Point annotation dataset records

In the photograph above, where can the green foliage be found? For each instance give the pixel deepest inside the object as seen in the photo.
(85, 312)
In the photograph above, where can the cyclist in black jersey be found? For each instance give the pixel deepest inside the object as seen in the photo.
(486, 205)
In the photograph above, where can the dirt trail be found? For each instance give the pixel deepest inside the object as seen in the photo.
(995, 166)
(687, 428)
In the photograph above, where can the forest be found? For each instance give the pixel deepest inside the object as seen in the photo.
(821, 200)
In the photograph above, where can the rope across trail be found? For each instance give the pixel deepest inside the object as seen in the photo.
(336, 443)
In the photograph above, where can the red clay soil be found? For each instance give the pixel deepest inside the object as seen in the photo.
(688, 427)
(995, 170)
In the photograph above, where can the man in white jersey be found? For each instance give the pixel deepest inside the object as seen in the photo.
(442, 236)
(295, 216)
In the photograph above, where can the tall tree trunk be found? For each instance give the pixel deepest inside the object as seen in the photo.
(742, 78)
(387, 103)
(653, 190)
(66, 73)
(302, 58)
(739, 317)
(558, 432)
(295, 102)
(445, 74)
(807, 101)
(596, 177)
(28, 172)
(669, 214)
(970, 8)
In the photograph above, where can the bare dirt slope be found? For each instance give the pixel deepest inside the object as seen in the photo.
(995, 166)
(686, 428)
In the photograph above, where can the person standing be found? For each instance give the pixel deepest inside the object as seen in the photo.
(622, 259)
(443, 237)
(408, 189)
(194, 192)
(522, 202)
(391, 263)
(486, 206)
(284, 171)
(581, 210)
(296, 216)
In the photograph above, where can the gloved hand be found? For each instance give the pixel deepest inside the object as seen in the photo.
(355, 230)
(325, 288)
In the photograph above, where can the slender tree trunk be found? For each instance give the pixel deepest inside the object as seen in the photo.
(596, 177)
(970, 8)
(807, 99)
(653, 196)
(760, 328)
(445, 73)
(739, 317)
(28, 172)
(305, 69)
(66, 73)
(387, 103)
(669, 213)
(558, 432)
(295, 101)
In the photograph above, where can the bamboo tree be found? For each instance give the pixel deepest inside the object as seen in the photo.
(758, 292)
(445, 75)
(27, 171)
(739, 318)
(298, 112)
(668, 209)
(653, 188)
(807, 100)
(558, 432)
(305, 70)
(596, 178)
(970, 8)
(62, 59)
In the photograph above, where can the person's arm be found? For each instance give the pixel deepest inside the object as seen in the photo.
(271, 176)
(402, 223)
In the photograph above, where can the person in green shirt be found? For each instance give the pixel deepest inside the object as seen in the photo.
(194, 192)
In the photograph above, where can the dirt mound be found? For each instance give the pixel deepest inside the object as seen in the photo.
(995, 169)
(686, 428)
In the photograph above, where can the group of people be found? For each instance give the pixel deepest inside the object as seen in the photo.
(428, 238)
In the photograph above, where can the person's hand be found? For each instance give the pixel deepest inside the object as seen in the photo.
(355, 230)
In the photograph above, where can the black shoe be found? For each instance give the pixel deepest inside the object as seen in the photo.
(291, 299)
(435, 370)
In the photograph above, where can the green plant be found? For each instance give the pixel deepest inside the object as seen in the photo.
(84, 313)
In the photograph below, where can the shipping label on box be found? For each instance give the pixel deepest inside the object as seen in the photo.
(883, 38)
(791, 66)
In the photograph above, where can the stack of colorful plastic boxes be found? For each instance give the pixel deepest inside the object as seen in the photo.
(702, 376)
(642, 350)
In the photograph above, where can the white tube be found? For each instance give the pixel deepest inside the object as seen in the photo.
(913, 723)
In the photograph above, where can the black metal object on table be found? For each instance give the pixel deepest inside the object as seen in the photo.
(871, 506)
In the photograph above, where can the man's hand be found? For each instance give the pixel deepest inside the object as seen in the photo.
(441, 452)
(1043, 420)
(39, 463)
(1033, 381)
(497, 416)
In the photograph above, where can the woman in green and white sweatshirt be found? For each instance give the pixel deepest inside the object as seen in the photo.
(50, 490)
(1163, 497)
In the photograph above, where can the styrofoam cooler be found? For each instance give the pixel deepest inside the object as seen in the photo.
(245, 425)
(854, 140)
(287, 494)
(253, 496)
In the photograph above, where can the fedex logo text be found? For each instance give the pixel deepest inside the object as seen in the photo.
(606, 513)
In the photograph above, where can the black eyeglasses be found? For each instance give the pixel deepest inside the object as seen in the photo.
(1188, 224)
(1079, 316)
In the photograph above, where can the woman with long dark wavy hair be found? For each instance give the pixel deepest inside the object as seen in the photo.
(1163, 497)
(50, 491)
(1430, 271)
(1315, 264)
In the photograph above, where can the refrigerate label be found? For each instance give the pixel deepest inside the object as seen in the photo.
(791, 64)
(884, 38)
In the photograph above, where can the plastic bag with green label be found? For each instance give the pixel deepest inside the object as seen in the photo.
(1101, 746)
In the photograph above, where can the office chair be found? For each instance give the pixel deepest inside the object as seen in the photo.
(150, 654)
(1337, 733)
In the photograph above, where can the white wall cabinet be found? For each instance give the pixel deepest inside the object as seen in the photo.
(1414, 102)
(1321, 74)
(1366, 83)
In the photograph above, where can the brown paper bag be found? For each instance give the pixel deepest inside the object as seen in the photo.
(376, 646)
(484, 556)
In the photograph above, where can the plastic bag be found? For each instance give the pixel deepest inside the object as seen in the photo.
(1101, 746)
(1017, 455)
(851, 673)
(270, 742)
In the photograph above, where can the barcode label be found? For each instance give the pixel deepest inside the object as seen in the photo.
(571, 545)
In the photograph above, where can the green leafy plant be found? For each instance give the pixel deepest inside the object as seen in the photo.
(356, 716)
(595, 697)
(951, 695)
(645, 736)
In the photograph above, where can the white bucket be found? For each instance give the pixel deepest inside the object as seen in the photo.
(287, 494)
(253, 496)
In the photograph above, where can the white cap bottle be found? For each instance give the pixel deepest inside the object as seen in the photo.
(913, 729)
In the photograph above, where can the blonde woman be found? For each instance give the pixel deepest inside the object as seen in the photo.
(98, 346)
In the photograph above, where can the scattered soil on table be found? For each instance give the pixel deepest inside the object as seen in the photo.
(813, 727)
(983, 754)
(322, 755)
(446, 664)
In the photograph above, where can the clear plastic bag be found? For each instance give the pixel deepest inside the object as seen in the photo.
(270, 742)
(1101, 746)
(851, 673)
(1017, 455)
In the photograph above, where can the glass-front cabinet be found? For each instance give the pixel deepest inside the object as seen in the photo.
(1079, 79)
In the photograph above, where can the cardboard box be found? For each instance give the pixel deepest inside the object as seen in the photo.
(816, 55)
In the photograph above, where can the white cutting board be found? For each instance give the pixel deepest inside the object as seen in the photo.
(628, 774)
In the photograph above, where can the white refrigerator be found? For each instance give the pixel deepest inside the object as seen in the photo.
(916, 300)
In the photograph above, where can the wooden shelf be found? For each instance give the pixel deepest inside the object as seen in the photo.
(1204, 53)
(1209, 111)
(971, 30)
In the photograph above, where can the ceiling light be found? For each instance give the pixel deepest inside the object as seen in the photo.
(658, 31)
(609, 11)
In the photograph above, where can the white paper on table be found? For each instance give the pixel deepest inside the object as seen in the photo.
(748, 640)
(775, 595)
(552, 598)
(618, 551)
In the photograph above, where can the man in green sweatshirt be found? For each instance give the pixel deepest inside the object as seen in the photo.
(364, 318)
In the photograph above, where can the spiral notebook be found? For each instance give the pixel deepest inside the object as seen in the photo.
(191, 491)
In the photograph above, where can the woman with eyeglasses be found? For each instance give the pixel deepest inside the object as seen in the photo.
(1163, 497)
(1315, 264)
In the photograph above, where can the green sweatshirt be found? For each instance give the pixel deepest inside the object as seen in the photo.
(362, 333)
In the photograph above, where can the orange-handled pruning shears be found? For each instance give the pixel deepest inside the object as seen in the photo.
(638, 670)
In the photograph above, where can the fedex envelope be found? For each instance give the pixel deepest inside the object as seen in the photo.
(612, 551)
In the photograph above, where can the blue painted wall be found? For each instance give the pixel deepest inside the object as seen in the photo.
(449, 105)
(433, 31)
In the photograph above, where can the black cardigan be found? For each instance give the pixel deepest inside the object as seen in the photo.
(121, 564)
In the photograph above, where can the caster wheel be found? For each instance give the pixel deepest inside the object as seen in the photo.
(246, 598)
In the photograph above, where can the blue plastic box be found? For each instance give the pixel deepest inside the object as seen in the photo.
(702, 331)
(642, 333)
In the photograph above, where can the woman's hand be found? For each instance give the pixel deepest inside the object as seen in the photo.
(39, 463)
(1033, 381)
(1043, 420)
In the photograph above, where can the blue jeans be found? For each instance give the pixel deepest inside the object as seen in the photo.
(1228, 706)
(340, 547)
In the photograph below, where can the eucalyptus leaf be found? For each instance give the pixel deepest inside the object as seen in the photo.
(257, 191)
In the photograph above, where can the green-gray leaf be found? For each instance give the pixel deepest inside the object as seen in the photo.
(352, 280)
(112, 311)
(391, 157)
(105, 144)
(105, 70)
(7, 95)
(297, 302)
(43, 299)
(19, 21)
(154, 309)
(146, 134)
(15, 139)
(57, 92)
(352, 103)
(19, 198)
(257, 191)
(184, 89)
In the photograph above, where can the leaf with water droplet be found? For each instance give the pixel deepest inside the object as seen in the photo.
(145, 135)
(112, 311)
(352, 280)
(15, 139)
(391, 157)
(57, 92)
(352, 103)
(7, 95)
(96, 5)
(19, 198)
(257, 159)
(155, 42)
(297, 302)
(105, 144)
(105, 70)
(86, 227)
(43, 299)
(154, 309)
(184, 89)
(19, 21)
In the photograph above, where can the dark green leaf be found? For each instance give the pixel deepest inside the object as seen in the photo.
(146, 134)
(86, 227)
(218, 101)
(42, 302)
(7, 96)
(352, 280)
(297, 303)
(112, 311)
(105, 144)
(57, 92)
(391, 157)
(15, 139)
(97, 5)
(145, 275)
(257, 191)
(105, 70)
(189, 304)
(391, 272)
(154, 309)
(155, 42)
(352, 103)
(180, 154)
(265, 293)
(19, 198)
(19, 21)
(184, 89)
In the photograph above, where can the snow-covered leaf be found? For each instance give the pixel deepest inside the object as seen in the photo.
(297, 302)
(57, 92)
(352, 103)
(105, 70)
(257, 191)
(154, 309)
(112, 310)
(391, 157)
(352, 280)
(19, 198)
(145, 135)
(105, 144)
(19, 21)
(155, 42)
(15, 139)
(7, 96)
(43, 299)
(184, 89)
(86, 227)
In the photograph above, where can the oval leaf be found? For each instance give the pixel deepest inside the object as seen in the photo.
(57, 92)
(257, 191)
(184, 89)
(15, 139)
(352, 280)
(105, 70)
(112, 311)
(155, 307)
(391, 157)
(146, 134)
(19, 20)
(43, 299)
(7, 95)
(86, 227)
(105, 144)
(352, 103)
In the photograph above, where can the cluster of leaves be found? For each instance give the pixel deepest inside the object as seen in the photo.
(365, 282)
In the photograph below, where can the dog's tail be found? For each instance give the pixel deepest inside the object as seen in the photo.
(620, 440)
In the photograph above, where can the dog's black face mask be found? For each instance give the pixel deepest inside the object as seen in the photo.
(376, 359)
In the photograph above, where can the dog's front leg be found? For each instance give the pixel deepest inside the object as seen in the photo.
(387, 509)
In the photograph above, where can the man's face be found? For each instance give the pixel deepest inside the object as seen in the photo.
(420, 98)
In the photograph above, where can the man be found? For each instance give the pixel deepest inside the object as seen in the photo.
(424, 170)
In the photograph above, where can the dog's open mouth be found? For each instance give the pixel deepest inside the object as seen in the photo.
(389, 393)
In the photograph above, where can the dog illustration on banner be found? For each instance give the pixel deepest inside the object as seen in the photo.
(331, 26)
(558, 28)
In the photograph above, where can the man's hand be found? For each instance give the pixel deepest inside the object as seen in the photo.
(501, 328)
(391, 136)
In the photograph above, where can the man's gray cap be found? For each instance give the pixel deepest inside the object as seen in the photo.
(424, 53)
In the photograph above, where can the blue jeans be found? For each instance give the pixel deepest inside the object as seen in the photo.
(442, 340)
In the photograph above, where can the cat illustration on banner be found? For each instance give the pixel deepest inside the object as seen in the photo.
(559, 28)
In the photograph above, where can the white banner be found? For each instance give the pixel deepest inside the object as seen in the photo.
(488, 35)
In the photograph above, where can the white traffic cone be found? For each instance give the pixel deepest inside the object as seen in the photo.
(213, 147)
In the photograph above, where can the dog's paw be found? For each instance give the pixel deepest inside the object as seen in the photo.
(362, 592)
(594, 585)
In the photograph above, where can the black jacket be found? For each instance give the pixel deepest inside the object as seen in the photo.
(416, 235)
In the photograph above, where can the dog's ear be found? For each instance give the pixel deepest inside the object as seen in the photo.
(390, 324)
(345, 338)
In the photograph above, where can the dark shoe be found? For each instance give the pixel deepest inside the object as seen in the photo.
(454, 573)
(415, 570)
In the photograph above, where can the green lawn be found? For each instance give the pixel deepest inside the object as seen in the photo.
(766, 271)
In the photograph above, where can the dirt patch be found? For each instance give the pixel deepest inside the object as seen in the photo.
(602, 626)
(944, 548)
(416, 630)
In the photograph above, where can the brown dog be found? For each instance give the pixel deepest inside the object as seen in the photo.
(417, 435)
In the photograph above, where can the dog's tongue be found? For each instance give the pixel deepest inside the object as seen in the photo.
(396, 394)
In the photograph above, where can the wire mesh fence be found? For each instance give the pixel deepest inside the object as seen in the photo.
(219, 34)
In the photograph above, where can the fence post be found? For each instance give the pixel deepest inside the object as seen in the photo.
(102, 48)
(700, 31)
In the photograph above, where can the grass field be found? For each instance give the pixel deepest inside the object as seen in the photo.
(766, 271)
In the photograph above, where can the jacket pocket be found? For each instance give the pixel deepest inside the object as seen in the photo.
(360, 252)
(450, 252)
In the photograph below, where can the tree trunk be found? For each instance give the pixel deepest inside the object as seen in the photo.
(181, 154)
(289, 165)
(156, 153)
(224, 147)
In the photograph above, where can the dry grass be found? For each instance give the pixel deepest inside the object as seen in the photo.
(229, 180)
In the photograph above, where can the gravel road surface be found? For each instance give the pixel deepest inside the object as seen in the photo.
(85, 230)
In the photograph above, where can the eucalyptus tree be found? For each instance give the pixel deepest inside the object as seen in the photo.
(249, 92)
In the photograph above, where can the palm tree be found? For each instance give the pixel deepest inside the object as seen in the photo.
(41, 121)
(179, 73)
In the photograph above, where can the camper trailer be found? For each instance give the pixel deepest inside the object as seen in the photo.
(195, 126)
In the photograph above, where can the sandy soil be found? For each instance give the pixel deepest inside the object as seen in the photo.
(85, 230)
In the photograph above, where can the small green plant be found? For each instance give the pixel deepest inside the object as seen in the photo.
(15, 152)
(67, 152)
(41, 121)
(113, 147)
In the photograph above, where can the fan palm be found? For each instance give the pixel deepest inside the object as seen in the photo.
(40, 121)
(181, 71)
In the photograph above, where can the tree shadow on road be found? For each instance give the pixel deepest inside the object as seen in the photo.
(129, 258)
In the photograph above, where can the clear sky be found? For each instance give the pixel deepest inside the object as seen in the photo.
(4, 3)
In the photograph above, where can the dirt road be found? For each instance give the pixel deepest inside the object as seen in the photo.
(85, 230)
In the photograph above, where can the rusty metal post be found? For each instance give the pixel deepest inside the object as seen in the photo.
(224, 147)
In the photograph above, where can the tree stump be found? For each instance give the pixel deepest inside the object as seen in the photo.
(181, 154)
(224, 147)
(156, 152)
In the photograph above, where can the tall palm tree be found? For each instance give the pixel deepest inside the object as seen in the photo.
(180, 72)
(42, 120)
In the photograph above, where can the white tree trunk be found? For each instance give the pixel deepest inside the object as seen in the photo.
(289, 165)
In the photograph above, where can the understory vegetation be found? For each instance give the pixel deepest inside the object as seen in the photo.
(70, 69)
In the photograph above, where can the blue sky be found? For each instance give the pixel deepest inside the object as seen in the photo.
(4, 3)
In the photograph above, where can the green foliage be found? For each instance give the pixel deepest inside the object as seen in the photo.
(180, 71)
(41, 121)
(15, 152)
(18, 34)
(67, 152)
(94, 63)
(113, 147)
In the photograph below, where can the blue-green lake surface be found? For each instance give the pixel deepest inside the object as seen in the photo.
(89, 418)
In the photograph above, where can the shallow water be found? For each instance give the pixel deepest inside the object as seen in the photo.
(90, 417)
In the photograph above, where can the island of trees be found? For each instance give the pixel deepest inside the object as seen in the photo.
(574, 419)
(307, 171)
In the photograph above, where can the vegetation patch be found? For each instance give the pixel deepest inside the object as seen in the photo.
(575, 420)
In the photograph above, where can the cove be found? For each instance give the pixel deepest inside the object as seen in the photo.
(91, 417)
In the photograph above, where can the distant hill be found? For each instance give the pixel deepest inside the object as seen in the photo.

Work required: Copy only the stretch running from the line containing "In the photograph below, where can the blue-green" to the final line of the entries, both ends included, exactly as it stands.

Output for this task:
In the photograph below, where can the blue-green lake surface be found? For each instance give the pixel deepest inside the object as seen in the photo.
(89, 418)
In the photograph above, where can the shallow water be found? For each instance give the pixel deepest inside the object as seen in the photo.
(90, 417)
In the photograph above, where can the island of trees be found? For each instance give the pixel deepest inside the object as seen in the photo.
(574, 419)
(307, 171)
In the photograph above, where can the vegetation patch be found? For each instance give the pixel deepest inside the object as seen in the photo.
(575, 420)
In the photograph above, where can the cove be found? For each instance give the pixel deepest inside the object as seen in the photo.
(91, 417)
In the photograph above, where can the distant hill be found? For each instance give the pixel deepest inside the object as seen in the photo.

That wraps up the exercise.